#### [Exercise directions]
Select all lines holding the word "dome" from the entries that follow.

Photo-based referring expression data:
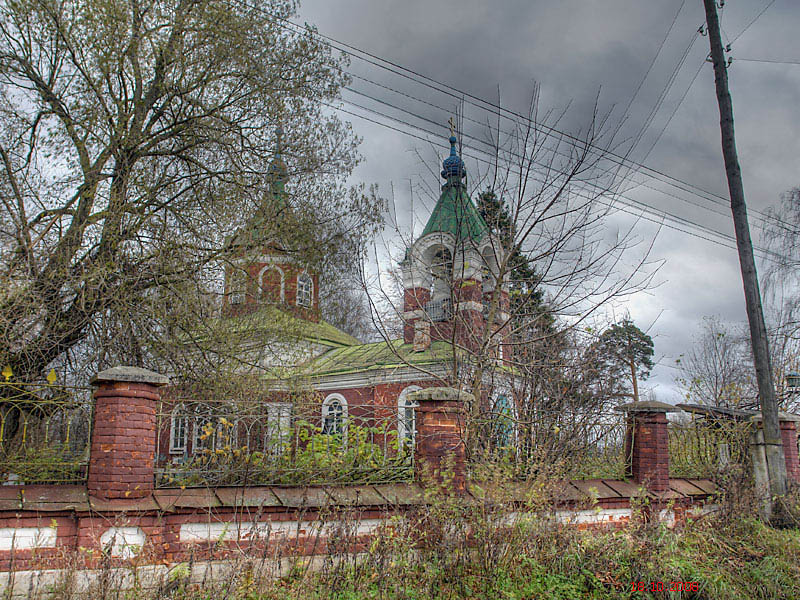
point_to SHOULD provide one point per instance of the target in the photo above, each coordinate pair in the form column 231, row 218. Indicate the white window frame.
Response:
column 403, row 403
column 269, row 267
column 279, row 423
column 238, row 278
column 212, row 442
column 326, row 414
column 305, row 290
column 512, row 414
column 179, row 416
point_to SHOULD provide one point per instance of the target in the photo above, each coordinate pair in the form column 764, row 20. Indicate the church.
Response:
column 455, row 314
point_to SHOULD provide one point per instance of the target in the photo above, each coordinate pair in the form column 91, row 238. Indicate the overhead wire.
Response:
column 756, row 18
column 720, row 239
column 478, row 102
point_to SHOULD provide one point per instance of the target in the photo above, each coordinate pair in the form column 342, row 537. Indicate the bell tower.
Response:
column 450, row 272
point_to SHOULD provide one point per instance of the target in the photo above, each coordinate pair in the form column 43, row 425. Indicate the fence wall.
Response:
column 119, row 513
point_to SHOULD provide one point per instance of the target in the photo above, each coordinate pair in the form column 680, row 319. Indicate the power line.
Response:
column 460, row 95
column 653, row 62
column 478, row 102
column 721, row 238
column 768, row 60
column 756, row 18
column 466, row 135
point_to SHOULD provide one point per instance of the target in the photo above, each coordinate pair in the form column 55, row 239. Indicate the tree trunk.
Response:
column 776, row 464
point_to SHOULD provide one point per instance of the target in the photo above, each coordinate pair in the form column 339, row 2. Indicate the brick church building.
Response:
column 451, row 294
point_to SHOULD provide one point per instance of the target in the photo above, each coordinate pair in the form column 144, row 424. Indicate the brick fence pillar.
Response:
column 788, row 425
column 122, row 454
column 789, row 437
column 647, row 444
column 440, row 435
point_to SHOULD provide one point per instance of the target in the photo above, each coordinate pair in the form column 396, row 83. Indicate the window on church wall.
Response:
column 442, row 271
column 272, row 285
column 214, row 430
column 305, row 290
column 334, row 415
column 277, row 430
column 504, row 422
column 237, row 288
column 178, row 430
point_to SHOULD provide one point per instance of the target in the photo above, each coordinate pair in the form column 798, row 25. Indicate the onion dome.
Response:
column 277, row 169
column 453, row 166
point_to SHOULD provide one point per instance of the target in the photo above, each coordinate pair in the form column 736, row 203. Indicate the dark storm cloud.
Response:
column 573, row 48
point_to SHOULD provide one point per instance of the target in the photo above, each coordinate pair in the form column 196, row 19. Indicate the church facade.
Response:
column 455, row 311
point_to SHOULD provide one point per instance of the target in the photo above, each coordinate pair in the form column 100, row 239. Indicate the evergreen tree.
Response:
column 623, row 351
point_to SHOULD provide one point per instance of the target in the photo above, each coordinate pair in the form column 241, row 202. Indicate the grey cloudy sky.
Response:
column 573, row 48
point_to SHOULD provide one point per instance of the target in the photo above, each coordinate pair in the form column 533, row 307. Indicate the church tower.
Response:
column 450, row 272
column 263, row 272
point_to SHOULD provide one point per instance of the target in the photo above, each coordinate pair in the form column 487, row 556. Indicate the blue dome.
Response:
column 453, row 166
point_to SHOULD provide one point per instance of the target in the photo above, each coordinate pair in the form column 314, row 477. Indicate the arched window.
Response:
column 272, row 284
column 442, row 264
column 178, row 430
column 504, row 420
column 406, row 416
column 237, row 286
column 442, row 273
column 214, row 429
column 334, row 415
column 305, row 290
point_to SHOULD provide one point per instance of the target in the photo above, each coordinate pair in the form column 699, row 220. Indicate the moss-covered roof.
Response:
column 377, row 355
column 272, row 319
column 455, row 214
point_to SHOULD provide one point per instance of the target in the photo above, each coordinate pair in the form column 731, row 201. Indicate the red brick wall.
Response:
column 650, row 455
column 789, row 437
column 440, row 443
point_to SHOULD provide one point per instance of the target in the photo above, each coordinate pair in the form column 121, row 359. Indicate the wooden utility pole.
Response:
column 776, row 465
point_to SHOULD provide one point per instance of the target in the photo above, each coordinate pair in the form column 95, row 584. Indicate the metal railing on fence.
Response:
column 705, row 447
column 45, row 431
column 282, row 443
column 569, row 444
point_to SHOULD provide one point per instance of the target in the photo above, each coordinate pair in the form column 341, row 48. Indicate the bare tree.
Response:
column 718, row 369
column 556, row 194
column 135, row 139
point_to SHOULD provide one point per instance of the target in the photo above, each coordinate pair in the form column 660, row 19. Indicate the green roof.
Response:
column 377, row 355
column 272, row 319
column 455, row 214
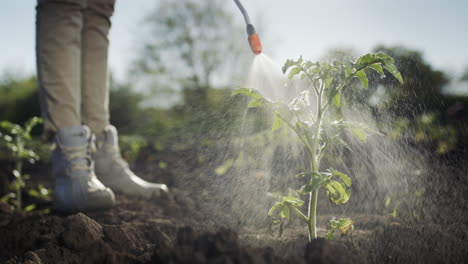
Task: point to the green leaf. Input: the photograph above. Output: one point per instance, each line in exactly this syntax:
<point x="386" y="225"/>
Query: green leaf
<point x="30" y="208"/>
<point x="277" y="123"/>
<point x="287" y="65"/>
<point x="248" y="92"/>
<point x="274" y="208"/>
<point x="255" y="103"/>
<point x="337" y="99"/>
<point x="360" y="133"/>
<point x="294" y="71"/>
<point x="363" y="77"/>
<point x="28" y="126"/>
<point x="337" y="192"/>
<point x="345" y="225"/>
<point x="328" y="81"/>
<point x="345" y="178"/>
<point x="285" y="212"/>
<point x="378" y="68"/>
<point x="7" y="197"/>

--

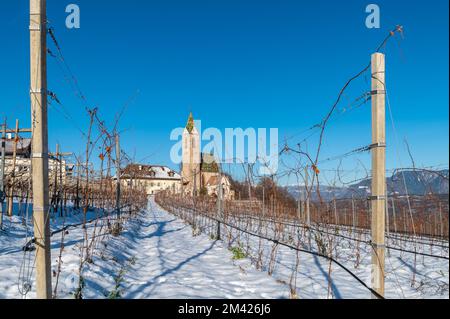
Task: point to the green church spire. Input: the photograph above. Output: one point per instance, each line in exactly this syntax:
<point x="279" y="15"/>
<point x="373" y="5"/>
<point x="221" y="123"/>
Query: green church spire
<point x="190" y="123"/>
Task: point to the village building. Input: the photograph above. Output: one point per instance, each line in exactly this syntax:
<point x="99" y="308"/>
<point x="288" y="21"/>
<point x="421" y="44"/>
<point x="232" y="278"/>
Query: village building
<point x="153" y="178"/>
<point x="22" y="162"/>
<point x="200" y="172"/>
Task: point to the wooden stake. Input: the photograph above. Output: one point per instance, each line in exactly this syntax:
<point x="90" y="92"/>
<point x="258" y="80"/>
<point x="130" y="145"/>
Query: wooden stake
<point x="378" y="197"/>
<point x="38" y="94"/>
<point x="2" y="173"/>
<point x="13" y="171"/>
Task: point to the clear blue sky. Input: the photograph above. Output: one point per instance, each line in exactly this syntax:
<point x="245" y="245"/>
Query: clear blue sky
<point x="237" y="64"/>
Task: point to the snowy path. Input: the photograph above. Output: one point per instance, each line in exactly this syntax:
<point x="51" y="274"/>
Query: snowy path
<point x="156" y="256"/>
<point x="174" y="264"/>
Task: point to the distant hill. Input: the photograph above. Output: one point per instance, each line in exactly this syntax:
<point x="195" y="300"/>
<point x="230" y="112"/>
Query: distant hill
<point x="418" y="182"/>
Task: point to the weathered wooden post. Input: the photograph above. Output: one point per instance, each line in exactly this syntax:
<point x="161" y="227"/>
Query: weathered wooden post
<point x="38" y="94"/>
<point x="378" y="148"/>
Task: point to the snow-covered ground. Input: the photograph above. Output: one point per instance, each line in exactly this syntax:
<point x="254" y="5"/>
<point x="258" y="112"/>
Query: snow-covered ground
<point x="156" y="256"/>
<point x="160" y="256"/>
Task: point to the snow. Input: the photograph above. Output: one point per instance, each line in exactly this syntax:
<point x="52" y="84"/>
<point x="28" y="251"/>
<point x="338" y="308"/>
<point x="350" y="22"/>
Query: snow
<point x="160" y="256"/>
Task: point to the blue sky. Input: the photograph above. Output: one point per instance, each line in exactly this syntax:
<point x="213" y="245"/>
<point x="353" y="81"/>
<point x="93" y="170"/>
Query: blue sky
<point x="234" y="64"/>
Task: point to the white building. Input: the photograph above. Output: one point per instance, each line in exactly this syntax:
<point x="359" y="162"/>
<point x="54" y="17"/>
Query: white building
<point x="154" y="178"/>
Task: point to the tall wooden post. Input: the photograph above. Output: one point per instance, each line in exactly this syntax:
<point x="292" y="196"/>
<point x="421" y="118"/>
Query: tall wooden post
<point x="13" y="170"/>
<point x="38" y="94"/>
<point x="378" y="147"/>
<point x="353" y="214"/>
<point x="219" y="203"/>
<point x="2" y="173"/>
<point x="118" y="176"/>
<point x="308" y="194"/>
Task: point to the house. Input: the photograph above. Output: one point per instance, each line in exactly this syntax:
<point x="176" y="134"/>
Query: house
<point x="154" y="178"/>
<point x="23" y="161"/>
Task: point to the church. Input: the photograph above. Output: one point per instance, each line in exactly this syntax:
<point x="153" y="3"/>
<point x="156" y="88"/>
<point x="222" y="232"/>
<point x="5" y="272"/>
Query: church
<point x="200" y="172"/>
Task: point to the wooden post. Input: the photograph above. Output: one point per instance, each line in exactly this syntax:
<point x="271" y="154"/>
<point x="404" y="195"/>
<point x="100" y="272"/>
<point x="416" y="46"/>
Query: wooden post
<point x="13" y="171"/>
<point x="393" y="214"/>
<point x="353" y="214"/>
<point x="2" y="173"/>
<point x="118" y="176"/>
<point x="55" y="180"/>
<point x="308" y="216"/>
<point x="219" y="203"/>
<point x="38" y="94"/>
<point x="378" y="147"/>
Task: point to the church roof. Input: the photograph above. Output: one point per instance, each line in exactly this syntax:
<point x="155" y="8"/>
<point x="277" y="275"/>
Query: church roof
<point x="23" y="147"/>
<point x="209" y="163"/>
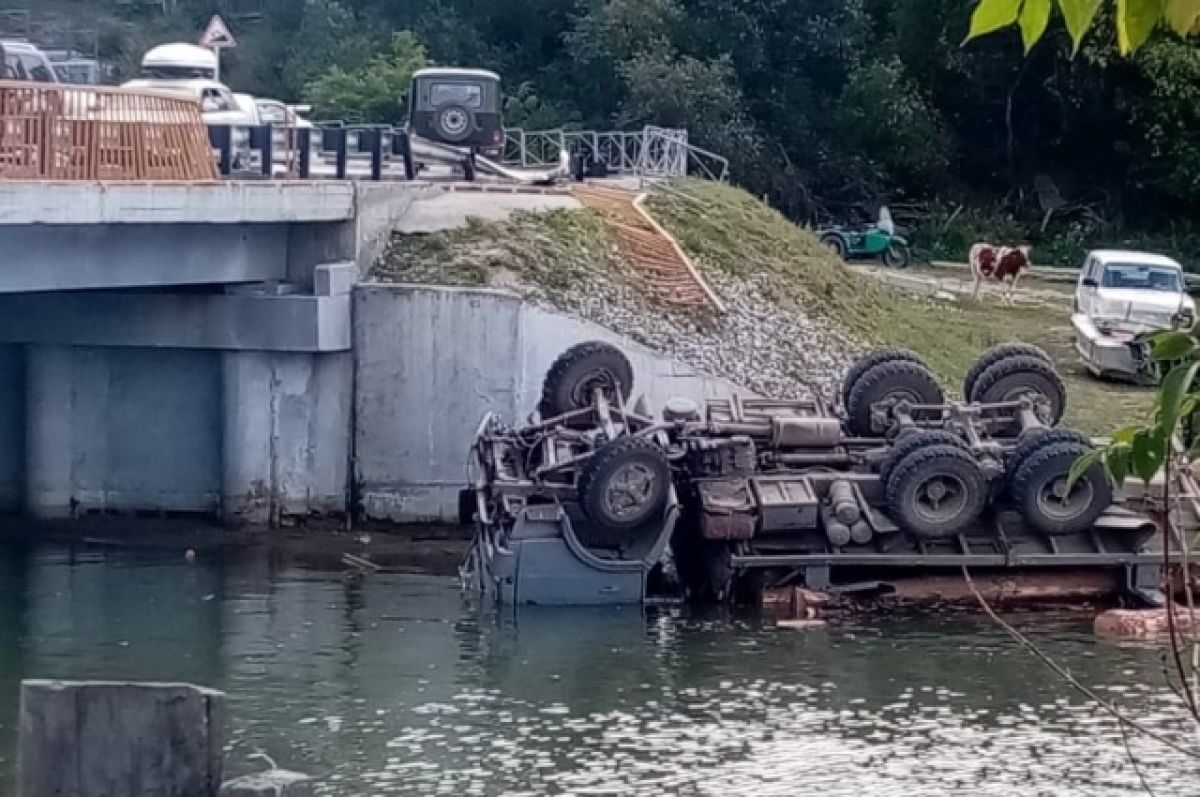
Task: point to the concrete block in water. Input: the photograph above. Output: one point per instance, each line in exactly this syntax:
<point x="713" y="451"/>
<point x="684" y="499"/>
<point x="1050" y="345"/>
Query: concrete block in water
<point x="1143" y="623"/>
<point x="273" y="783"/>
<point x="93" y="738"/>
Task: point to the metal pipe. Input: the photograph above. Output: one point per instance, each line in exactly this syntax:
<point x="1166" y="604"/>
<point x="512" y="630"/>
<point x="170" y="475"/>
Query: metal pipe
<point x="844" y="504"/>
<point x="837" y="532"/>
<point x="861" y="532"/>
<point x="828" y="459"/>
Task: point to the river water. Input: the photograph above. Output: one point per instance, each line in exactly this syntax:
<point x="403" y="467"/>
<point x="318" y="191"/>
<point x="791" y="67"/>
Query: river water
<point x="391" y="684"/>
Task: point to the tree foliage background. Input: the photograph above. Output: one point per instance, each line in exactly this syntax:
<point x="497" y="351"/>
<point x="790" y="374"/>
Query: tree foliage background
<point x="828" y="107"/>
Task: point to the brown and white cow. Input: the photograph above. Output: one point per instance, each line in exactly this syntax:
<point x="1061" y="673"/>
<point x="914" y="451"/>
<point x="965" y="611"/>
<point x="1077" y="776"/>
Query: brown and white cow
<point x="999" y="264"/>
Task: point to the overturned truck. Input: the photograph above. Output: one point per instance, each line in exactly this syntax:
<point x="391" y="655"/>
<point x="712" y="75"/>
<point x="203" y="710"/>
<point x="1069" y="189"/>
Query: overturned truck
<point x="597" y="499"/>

#### [Result for this task]
point_to SHOULD provide one point per instance of the target in the photo above, each coordinate pair in the form column 798, row 25. Indicate the onion dome.
point_to SHOULD provide one point per instance of the target in the photo above, each coordinate pair in the form column 487, row 556. Indicate the blue dome.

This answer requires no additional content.